Point-per-instance localization data:
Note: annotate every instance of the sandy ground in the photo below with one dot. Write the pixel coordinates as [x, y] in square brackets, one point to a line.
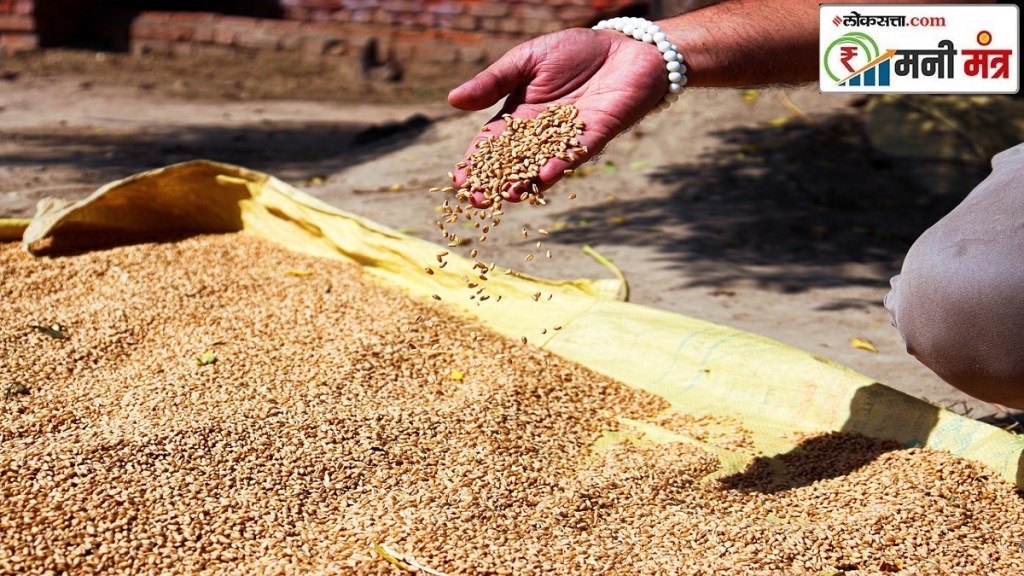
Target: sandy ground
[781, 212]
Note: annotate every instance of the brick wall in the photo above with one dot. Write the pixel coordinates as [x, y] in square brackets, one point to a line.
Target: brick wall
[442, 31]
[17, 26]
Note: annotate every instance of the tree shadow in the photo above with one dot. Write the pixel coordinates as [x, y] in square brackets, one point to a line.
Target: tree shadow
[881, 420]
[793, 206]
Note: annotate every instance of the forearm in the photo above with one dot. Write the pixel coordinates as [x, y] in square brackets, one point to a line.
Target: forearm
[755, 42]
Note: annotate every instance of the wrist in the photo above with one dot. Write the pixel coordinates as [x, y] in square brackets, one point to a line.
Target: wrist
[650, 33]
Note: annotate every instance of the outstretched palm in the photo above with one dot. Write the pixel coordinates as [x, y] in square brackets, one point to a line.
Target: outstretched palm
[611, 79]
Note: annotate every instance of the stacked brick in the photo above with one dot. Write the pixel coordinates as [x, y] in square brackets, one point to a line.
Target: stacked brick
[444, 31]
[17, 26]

--

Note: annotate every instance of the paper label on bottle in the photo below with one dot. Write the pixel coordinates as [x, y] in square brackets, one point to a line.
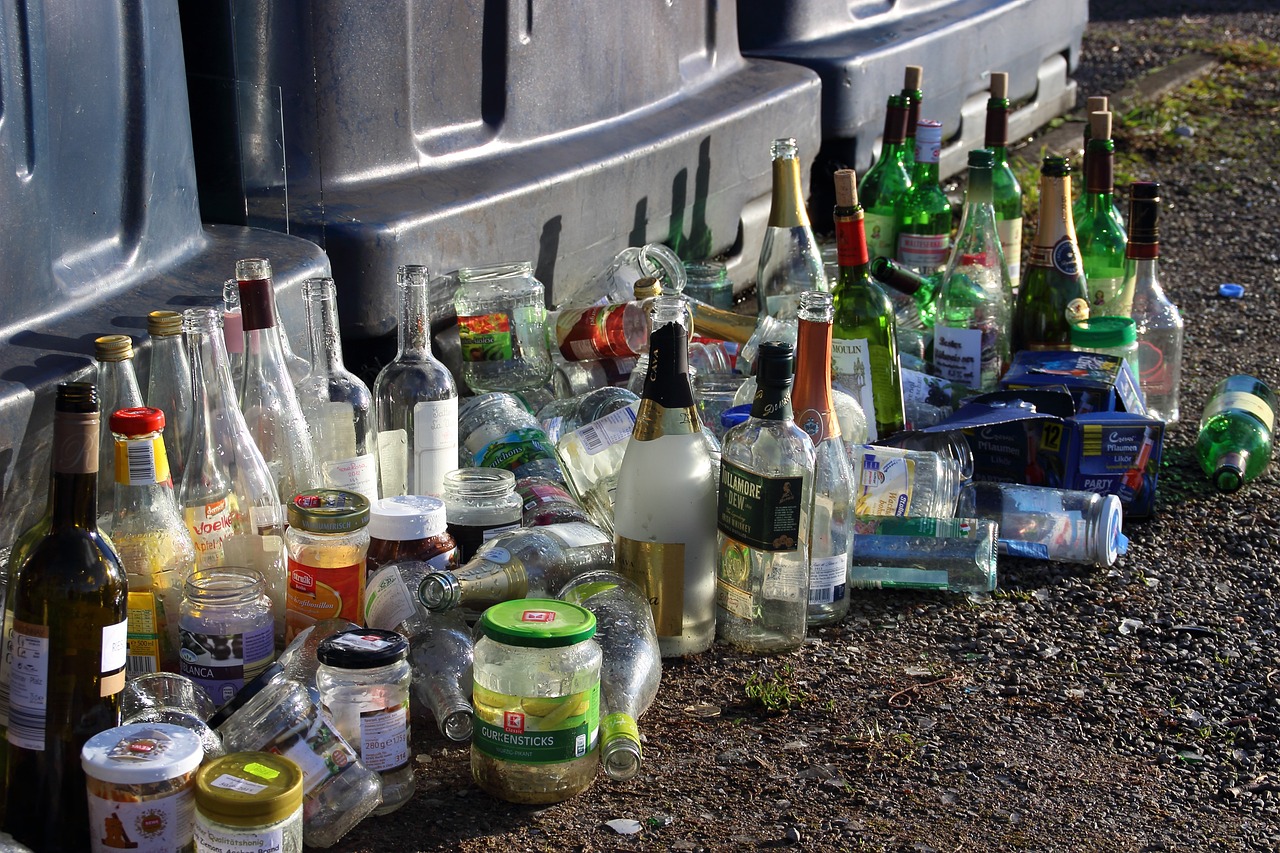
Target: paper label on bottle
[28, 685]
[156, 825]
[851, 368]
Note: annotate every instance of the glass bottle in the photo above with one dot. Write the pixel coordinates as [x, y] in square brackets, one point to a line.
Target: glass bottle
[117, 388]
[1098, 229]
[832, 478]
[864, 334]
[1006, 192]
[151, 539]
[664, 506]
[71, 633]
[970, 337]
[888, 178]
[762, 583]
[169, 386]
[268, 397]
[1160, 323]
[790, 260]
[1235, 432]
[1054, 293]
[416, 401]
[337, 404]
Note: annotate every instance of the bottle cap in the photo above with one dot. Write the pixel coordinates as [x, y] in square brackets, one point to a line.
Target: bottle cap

==

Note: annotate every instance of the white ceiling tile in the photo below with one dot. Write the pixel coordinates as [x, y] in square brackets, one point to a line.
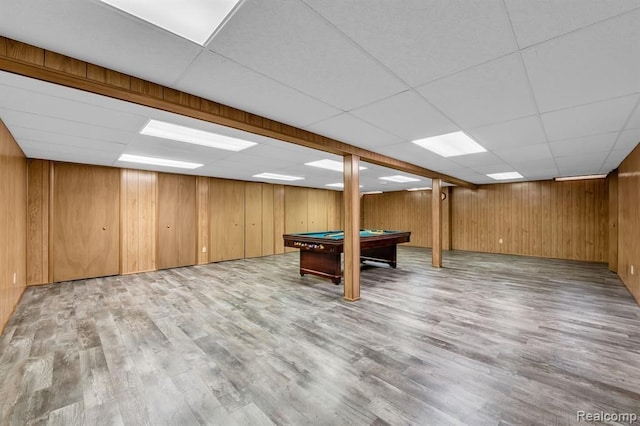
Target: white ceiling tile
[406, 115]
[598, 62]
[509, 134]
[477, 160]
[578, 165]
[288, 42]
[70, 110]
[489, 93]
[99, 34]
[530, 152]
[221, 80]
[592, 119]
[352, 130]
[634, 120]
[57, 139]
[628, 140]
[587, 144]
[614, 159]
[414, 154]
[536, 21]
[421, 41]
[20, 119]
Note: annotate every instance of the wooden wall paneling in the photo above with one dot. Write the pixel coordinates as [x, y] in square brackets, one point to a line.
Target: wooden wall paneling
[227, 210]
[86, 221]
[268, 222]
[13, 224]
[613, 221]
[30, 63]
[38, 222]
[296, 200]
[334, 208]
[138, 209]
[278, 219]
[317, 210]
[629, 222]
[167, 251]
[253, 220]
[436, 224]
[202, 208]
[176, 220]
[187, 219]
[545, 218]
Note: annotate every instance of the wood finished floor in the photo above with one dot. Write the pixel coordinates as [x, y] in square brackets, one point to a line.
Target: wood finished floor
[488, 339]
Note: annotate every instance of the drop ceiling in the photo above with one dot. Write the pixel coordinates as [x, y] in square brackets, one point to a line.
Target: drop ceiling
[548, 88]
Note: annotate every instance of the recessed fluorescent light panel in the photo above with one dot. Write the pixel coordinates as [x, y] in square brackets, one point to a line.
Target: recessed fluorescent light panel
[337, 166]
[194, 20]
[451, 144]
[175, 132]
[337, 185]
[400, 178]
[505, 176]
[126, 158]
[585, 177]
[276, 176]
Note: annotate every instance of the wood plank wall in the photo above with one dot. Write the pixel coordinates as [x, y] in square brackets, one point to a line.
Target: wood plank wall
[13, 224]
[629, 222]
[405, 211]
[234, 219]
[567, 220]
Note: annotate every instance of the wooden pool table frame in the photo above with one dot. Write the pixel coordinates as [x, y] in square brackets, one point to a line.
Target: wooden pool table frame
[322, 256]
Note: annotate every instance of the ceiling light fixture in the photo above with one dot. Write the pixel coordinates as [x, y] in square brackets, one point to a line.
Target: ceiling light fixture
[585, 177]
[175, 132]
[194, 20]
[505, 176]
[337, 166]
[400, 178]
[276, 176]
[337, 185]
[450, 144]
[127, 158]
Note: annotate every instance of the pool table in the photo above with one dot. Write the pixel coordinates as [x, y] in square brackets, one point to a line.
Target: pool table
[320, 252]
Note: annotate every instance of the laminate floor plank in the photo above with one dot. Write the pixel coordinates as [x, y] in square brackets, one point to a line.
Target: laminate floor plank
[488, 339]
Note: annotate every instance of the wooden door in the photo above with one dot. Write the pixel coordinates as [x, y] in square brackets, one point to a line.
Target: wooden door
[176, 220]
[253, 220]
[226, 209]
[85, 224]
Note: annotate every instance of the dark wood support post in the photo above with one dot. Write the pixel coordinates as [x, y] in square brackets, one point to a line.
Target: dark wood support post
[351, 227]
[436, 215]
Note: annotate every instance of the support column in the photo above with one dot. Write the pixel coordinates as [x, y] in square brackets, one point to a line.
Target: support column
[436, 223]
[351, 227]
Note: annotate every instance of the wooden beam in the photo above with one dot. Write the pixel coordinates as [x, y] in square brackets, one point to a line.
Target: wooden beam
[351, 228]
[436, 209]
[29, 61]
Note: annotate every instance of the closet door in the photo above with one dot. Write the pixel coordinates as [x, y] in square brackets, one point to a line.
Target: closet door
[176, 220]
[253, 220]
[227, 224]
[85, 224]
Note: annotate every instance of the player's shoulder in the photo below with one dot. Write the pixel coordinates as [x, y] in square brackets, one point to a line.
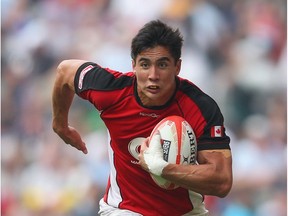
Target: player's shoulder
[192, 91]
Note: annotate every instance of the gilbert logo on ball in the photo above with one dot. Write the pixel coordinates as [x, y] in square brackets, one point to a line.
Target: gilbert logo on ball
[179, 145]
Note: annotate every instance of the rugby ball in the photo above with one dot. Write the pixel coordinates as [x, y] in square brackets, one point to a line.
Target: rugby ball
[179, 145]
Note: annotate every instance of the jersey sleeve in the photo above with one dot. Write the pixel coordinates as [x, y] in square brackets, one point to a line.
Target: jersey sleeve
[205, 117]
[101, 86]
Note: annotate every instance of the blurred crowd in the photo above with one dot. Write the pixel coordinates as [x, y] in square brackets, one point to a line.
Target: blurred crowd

• Assigned task: Sift through the entries and copy every line with "below".

• Exercise result:
Note: annotate every instance of the sandy ground in the photo below with one dot. Write the pixel coordinates as [x, y] in square brackets, one point to a line.
Note: annotate every instance of the paper label on bottle in the photo below with one dot. Write the pixel coordinates as [x, y] in square brackets, one point to a line.
Note: annotate every instance of the white ceiling tile in the photo below with one dot. Write the pixel coordinates as [x, y] in square brackets, one point to a line.
Note: annotate every instance of the player's shoulder in the photo below with one dot. Write the pixel coordinates as [x, y] in square brackets, one point to a line.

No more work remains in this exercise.